◆ YOUR OBJECTIVE ◆
An exact copy of the data is required, with no pictures in it.

___ PROVIDED MATERIAL ___

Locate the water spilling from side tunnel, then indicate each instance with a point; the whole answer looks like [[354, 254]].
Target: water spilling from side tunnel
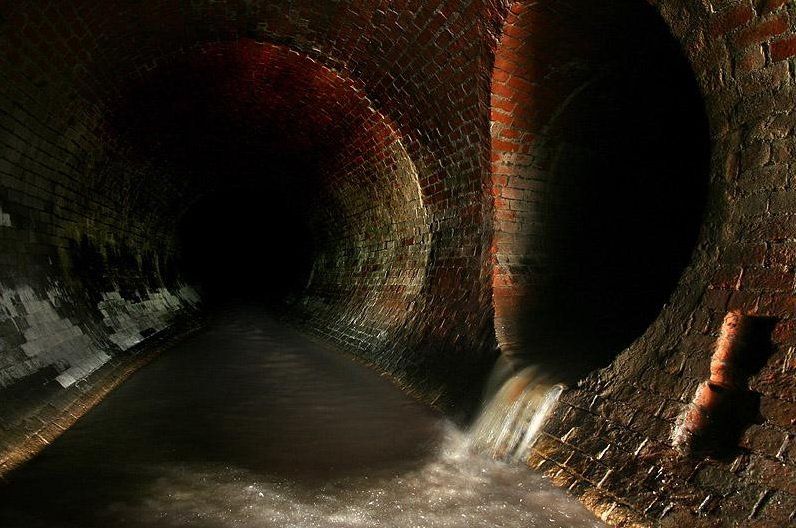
[[512, 417], [250, 424]]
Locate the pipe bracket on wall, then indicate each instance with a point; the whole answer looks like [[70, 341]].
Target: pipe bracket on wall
[[723, 406]]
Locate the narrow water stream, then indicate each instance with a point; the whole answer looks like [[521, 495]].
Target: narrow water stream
[[251, 424]]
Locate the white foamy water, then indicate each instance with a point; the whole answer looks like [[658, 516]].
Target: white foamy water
[[250, 424], [512, 418], [455, 488]]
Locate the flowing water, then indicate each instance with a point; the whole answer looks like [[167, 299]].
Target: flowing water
[[251, 424]]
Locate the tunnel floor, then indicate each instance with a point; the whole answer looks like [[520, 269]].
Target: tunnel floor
[[251, 423]]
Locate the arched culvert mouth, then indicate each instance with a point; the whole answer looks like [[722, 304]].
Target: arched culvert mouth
[[288, 181], [600, 151]]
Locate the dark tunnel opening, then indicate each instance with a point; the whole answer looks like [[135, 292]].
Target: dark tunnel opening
[[244, 244], [612, 188], [410, 192]]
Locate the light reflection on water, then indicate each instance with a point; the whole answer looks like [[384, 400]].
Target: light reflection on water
[[251, 424], [455, 488]]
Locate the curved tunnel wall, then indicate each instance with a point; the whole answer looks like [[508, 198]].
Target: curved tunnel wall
[[382, 149], [600, 154], [89, 204]]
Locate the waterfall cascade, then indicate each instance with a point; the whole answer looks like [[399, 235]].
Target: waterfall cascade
[[511, 419]]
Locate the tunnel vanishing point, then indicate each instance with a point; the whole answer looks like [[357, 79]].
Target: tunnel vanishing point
[[606, 190]]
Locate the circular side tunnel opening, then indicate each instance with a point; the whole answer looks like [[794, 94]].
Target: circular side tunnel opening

___

◆ COMPLETED TASK ◆
Locate the water spilling from side tunnel, then indicate each instance with a point; the whole answer looks like [[354, 254]].
Target: water spilling from side tunnel
[[512, 417], [250, 424]]
Locate the pipe bracket on wall, then indicate each instance with a point; the whole answer looks like [[70, 341]].
Target: pipe bracket on wall
[[723, 406]]
Locate the narrow water stream, then indicate each instance with a point; the whole answer looks like [[521, 495]].
Target: narrow water stream
[[251, 424]]
Locate the white foamy water, then indicate each instance with a point; the whole answer looks like [[658, 516]].
Target: white foamy water
[[250, 424], [512, 418], [455, 488]]
Locate the flowing water, then indicate each instance with a point; the whole answer looks like [[167, 299]].
Target: flowing water
[[251, 424]]
Locate the tunnel floor, then indicate each instance with a point; the whole answer looks like [[520, 269]].
Target: tunnel floor
[[251, 423]]
Locate the arched culvert mouth, then indicate each instance with a point; the whole answer looks like [[722, 304]].
Target: arched culvert mouth
[[288, 181], [600, 151]]
Locate the dark tunnel opening, then indicate each instance with a point; the whole answer looks like [[135, 292]].
Target: dark tunnel opening
[[244, 244], [612, 188], [410, 192]]
Locate the light reflection on water, then indicate each instance with a point; the whole answer looks like [[384, 400]].
Target: light reflection on water
[[251, 424], [455, 488]]
Locate the curved tunnel wall, then indicate each instance with a point; the whole answer looks like [[508, 198]].
Target: curved tunnel wall
[[382, 149], [600, 154], [89, 204]]
Locate the waterfall cascade, then indicate each instance with a point; the whole answer looks like [[399, 235]].
Target: waterfall cascade
[[511, 419]]
Locate the tunnel vanishing point, then indicate each instance with a point; the whole answer looks like [[357, 79]].
Target: tunnel vanishing point
[[606, 190]]
Locate the circular side tunnel opening, then indicate each instance with a point; the whole answer looks like [[794, 94]].
Target: circular side tunnel opening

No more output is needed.